» **Materials provided**:
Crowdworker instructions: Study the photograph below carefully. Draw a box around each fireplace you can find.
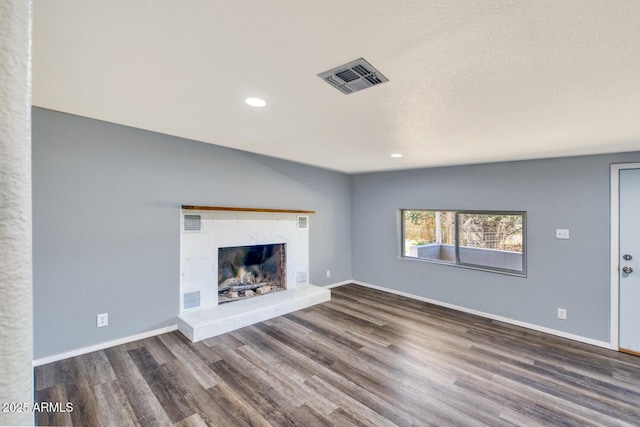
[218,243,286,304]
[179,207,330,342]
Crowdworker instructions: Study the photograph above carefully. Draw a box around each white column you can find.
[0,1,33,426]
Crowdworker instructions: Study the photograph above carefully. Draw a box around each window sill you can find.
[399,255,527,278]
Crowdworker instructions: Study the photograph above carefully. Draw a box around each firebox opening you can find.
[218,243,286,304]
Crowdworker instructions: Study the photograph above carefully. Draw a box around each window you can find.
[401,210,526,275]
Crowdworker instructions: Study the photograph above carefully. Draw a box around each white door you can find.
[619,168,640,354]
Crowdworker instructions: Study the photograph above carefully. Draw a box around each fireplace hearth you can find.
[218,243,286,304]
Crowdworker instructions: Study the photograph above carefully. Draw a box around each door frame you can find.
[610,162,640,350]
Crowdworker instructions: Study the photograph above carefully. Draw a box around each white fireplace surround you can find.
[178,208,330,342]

» **Action item**:
Return, please, every line from the one that contains "frame you can find." through the final line of the listing, exactly, and no others.

» **Exercise answer**:
Crowdworker instructions: Study the photograph above carefully. Draw a box around each door frame you can find.
[610,162,640,350]
Crowdworker instructions: Study the photograph above carefully. Draw a box around each white fireplace surround you can find.
[178,208,330,342]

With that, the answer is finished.